What is needed:
Lay out every line of the entries below as a Markdown table with the columns Row and Line. Number each row and leave out blank lines.

Provided entries section start

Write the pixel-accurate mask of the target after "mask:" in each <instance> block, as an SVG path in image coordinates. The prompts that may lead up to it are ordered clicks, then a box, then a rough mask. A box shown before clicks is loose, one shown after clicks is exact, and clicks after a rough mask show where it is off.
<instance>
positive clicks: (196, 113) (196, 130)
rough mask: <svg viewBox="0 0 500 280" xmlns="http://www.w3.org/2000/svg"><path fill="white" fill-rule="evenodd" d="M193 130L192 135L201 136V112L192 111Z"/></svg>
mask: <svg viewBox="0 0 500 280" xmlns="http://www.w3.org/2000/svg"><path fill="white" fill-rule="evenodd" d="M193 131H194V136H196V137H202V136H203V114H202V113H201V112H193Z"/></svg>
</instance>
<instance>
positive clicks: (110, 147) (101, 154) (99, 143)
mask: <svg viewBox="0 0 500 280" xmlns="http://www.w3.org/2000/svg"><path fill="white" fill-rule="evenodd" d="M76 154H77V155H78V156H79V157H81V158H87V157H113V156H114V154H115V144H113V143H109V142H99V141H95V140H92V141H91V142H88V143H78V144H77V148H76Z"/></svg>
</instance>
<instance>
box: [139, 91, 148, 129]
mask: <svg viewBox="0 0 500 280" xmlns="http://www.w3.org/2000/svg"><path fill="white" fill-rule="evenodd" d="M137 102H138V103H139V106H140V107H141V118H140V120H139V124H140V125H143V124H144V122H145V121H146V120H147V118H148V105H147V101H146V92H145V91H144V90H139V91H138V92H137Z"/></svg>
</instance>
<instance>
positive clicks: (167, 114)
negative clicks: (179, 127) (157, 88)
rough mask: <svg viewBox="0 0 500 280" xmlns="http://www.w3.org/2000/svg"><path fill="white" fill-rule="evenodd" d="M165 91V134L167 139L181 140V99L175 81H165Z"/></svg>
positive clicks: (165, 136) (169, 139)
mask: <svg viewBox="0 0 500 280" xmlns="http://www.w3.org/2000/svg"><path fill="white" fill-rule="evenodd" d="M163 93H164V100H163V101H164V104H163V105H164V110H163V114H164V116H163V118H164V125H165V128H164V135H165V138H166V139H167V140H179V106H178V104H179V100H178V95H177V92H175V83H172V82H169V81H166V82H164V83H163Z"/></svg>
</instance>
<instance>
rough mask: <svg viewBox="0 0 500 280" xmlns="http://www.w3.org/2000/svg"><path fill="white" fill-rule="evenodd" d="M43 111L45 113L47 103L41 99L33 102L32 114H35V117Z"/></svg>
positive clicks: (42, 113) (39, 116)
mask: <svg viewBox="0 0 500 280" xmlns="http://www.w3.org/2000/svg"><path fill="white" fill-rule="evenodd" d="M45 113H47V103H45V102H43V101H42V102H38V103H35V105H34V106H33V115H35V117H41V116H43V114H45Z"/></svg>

Provided entries section end

Result below:
| Row | Line |
|---|---|
| 1 | Write the pixel-accurate mask of the target after "mask:" in each <instance> block, as an SVG path in image coordinates. The prompts that may lead up to it are ordered clicks, then a box, then a rough mask. A box shown before clicks is loose, one shown after clicks is exact, and clicks after a rough mask show where it is off. |
| 2 | <instance> |
| 3 | positive clicks: (196, 113) (196, 130) |
| 4 | rough mask: <svg viewBox="0 0 500 280" xmlns="http://www.w3.org/2000/svg"><path fill="white" fill-rule="evenodd" d="M193 130L192 135L201 136V112L192 111Z"/></svg> |
| 5 | mask: <svg viewBox="0 0 500 280" xmlns="http://www.w3.org/2000/svg"><path fill="white" fill-rule="evenodd" d="M193 131H194V136H196V137H202V136H203V114H202V113H201V112H193Z"/></svg> |
| 6 | </instance> |
| 7 | <instance> |
| 8 | positive clicks: (110, 147) (101, 154) (99, 143) |
| 9 | mask: <svg viewBox="0 0 500 280" xmlns="http://www.w3.org/2000/svg"><path fill="white" fill-rule="evenodd" d="M76 154H77V155H78V156H79V157H81V158H87V157H113V156H114V154H115V144H113V143H109V142H99V141H95V140H92V141H91V142H88V143H78V144H77V148H76Z"/></svg> |
| 10 | </instance> |
| 11 | <instance> |
| 12 | box: [139, 91, 148, 129] |
| 13 | mask: <svg viewBox="0 0 500 280" xmlns="http://www.w3.org/2000/svg"><path fill="white" fill-rule="evenodd" d="M137 102H138V103H139V106H140V107H141V118H140V120H139V124H140V125H143V124H144V122H145V121H146V120H147V118H148V105H147V101H146V92H145V91H144V90H139V91H138V92H137Z"/></svg> |
| 14 | </instance> |
| 15 | <instance> |
| 16 | positive clicks: (167, 114) |
| 17 | negative clicks: (179, 127) (157, 88) |
| 18 | rough mask: <svg viewBox="0 0 500 280" xmlns="http://www.w3.org/2000/svg"><path fill="white" fill-rule="evenodd" d="M165 91V134L167 139L181 140V99L175 81H165Z"/></svg> |
| 19 | positive clicks: (165, 136) (169, 139) |
| 20 | mask: <svg viewBox="0 0 500 280" xmlns="http://www.w3.org/2000/svg"><path fill="white" fill-rule="evenodd" d="M163 93H164V100H163V101H164V104H163V105H164V110H163V114H164V116H163V118H164V125H165V128H164V135H165V138H166V139H167V140H179V106H178V104H179V100H178V95H177V92H175V83H172V82H169V81H166V82H164V83H163Z"/></svg> |
| 21 | </instance> |
| 22 | <instance> |
| 23 | rough mask: <svg viewBox="0 0 500 280" xmlns="http://www.w3.org/2000/svg"><path fill="white" fill-rule="evenodd" d="M43 111L45 113L47 103L41 99L33 102L32 114H35V117Z"/></svg> |
| 24 | positive clicks: (42, 113) (39, 116) |
| 25 | mask: <svg viewBox="0 0 500 280" xmlns="http://www.w3.org/2000/svg"><path fill="white" fill-rule="evenodd" d="M45 113H47V103H45V102H43V101H42V102H38V103H35V105H34V106H33V115H35V117H41V116H43V114H45Z"/></svg> |